Records supplied.
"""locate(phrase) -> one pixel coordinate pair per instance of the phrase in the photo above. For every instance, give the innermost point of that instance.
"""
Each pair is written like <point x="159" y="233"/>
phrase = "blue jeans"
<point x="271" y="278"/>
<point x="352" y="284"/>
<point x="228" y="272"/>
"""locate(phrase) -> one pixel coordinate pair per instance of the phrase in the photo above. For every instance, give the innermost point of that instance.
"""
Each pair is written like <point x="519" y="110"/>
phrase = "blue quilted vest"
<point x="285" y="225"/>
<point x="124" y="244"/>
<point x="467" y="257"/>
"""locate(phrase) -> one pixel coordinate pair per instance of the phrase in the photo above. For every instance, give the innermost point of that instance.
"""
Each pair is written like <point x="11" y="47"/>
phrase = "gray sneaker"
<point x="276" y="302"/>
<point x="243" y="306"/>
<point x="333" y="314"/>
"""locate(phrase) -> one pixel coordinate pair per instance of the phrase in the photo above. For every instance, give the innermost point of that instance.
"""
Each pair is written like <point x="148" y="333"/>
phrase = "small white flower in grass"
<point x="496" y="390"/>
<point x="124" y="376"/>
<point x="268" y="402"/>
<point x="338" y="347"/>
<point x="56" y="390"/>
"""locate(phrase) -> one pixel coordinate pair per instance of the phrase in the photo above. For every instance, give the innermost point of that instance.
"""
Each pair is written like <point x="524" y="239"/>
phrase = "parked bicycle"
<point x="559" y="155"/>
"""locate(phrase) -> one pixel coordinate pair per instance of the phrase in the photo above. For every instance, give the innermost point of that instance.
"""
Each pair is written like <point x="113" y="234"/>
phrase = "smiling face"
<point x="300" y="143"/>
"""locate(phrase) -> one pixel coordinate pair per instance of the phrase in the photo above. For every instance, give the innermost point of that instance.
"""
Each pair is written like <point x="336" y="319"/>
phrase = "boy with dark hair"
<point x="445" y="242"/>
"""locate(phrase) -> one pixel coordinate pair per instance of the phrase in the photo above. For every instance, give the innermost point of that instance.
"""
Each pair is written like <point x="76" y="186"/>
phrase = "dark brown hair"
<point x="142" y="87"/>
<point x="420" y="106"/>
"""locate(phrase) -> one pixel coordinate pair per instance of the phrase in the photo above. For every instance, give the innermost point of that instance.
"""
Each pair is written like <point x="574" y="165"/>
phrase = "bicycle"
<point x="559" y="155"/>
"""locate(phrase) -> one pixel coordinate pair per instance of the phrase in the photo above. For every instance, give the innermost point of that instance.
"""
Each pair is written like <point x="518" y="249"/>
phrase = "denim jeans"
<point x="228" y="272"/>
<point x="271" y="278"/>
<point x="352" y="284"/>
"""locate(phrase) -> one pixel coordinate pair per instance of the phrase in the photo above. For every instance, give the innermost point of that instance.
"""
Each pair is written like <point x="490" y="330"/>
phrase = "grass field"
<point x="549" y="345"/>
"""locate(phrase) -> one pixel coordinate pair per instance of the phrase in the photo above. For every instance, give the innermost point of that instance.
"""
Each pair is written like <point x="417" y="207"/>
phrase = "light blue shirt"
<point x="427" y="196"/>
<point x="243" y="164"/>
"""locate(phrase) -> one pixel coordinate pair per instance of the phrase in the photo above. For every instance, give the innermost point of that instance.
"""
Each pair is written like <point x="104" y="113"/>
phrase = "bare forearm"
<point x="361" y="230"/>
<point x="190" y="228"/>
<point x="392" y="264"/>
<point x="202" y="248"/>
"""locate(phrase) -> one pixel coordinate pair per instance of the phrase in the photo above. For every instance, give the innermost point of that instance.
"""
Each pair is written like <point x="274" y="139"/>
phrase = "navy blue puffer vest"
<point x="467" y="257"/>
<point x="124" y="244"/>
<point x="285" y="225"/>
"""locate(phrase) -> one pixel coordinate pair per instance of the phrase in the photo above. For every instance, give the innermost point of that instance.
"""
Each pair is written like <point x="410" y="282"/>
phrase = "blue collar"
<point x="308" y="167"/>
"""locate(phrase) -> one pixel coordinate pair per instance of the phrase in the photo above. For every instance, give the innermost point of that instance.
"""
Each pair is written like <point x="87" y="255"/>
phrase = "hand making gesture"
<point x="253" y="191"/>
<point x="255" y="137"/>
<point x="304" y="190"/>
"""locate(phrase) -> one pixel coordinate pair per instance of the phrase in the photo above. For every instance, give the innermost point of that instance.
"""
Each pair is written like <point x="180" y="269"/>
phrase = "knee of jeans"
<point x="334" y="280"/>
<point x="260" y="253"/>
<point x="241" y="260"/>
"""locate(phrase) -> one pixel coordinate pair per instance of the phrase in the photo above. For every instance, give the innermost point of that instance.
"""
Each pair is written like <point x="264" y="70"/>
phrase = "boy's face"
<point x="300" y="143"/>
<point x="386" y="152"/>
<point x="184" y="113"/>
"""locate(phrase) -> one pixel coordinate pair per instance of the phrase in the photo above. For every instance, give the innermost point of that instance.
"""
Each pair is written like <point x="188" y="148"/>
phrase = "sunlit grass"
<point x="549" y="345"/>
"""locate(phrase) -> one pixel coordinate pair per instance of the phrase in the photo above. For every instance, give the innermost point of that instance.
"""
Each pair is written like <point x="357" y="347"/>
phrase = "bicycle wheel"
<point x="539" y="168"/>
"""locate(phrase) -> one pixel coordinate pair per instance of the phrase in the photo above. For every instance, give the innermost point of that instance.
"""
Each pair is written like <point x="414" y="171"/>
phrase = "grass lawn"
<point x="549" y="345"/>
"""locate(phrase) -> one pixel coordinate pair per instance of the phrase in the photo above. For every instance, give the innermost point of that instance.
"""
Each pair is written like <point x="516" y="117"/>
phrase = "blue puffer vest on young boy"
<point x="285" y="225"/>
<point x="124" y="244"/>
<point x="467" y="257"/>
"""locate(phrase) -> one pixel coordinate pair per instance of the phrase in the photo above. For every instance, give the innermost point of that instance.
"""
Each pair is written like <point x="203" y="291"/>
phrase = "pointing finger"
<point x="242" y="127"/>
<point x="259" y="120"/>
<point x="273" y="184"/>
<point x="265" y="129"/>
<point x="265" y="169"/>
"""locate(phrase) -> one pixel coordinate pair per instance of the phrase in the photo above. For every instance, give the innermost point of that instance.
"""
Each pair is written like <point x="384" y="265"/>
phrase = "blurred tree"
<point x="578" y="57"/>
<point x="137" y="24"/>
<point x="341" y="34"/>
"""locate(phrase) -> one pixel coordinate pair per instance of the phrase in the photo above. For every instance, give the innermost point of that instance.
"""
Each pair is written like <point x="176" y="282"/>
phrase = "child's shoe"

Exercise.
In this exercise, reproduce each line above exactly.

Exercise solution.
"""locate(phrase) -> one pixel coordinate pair per instance of the phrase in the photo above. For every instance, give the innermost point of that instance.
"""
Each pair is written like <point x="159" y="233"/>
phrase = "blue jeans"
<point x="271" y="278"/>
<point x="352" y="284"/>
<point x="228" y="272"/>
"""locate(phrase) -> one pixel coordinate pair per instance of the phrase in the photo above. For every instance, give the innermost point of that instance.
"""
Each pair is written like <point x="519" y="110"/>
phrase = "blue quilted vest"
<point x="285" y="225"/>
<point x="124" y="244"/>
<point x="467" y="257"/>
"""locate(phrase) -> one pixel coordinate pair per instance of the phrase in the photo above. For every instance, give the innermost point of that instance.
"""
Each pair is written like <point x="11" y="47"/>
phrase = "gray sneaker"
<point x="276" y="302"/>
<point x="243" y="306"/>
<point x="333" y="314"/>
"""locate(phrase) -> one pixel coordinate pair per instance of the phrase in the photo above. For every instance, give the innermost point of that instance.
"""
Each pair is written like <point x="148" y="333"/>
phrase = "small white flower in grass"
<point x="496" y="390"/>
<point x="124" y="376"/>
<point x="268" y="402"/>
<point x="338" y="347"/>
<point x="56" y="390"/>
"""locate(phrase) -> one pixel coordinate pair per instance of the phrase in the photo above. For every instance, give the innermost point of that instance.
"""
Each pair is written like <point x="524" y="239"/>
phrase = "parked bicycle"
<point x="559" y="155"/>
"""locate(phrase) -> one pixel coordinate pair per instance of the phrase in the photo above. For every instance, give the innermost point of that instance.
"""
Each pair is written like <point x="113" y="234"/>
phrase = "smiling face"
<point x="300" y="143"/>
"""locate(phrase) -> one pixel coordinate pair per instance of the phrase in the photo above. For every instance, give the innermost point of that instance.
"""
Each pair is written like <point x="336" y="319"/>
phrase = "boy with dark hair"
<point x="445" y="242"/>
"""locate(phrase) -> one pixel coordinate pair per instance of the phrase in the photo above. For every instance, give the innermost point of that instance.
"""
Each pair is written like <point x="76" y="186"/>
phrase = "dark brown hair"
<point x="142" y="87"/>
<point x="420" y="106"/>
"""locate(phrase) -> one pixel coordinate pair per instance of the phrase in the photo above. For every instance, give the innermost point of that instance.
"""
Each pair is written like <point x="574" y="165"/>
phrase = "bicycle"
<point x="559" y="155"/>
"""locate(phrase) -> one pixel coordinate pair per instance of the phrase in the photo above. For every instance, give the innermost point of that instance.
"""
Each pair is written like <point x="518" y="249"/>
phrase = "denim jeans"
<point x="228" y="272"/>
<point x="271" y="278"/>
<point x="352" y="284"/>
"""locate(phrase) -> one pixel coordinate pair per instance of the phrase in the photo above. For every instance, give the innermost point of that instance.
"""
Each pair is written like <point x="490" y="330"/>
phrase = "grass field"
<point x="549" y="345"/>
"""locate(phrase) -> one pixel coordinate pair per instance of the phrase in the photo above. For every instance, give the innermost point of that instance.
"""
Each pair is written like <point x="417" y="207"/>
phrase = "light blue shirt"
<point x="427" y="196"/>
<point x="243" y="164"/>
"""locate(phrase) -> one pixel coordinate pair per instance of the phrase in the photo above. For every instance, give the innermost point of that instance.
"""
Each pair is written like <point x="104" y="113"/>
phrase = "bare forearm"
<point x="361" y="230"/>
<point x="190" y="228"/>
<point x="392" y="264"/>
<point x="202" y="248"/>
"""locate(phrase) -> one pixel coordinate pair per instance of the phrase in the photo above. For every instance, give the innermost point of that instance.
"""
Each pair is written like <point x="274" y="139"/>
phrase = "navy blue puffer vest"
<point x="467" y="257"/>
<point x="124" y="244"/>
<point x="285" y="225"/>
"""locate(phrase) -> one pixel coordinate pair per instance of the phrase in the photo above. For every instance, give the innermost point of that instance.
"""
Each pair is written like <point x="410" y="282"/>
phrase = "blue collar"
<point x="308" y="167"/>
"""locate(phrase) -> one pixel coordinate pair per instance of the phrase in the photo above. For every instance, give the innermost point of that instance.
"""
Each pair is written like <point x="87" y="255"/>
phrase = "hand making gesture"
<point x="253" y="191"/>
<point x="255" y="137"/>
<point x="304" y="190"/>
"""locate(phrase) -> one pixel coordinate pair per instance of the phrase in the photo above. For every instance, give the innermost point of that instance.
"""
Each pair is written like <point x="180" y="269"/>
phrase = "knee of jeans"
<point x="334" y="280"/>
<point x="260" y="253"/>
<point x="241" y="260"/>
"""locate(phrase) -> one pixel coordinate pair per instance of the phrase in the photo above. For every instance, give the innermost point of that instance.
"""
Each pair is written like <point x="264" y="70"/>
phrase = "boy's face"
<point x="300" y="143"/>
<point x="386" y="152"/>
<point x="184" y="113"/>
"""locate(phrase) -> one pixel coordinate pair per instance of the phrase in the photo above. For every instance, give the innermost point of that instance.
"""
Each pair is written like <point x="188" y="148"/>
phrase = "sunlit grass"
<point x="549" y="345"/>
"""locate(phrase) -> one pixel coordinate pair per instance of the phrase in the photo above. For every instance, give the innermost point of that instance.
"""
Each pair is written like <point x="357" y="347"/>
phrase = "bicycle wheel"
<point x="539" y="168"/>
"""locate(phrase) -> one pixel coordinate pair per instance of the phrase in the photo above. For every instance, give the innermost point of that instance.
"""
Each pair is written like <point x="414" y="171"/>
phrase = "grass lawn"
<point x="549" y="345"/>
"""locate(phrase) -> one pixel coordinate pair per instance of the phrase in the photo above. For every instance, give the innermost point of that instance.
"""
Each pair is written like <point x="516" y="117"/>
phrase = "blue puffer vest on young boy"
<point x="285" y="225"/>
<point x="124" y="244"/>
<point x="467" y="257"/>
"""locate(phrase) -> one pixel coordinate pair per instance of the phrase in the photo above. For every instance, give the innermost point of that instance.
"""
Each pair is written like <point x="203" y="291"/>
phrase = "pointing finger"
<point x="242" y="127"/>
<point x="259" y="120"/>
<point x="273" y="184"/>
<point x="265" y="129"/>
<point x="265" y="169"/>
"""locate(phrase) -> one pixel coordinate pair per instance of the phrase in the photo above. For every instance, give the innermost point of that instance.
"""
Each pair is written like <point x="384" y="265"/>
phrase = "blurred tree"
<point x="578" y="57"/>
<point x="137" y="24"/>
<point x="341" y="34"/>
"""locate(phrase) -> one pixel coordinate pair per instance of the phrase in the photo above. For every instance, give the innermost point of that instance.
"""
Each pair is written like <point x="176" y="282"/>
phrase = "child's shoe"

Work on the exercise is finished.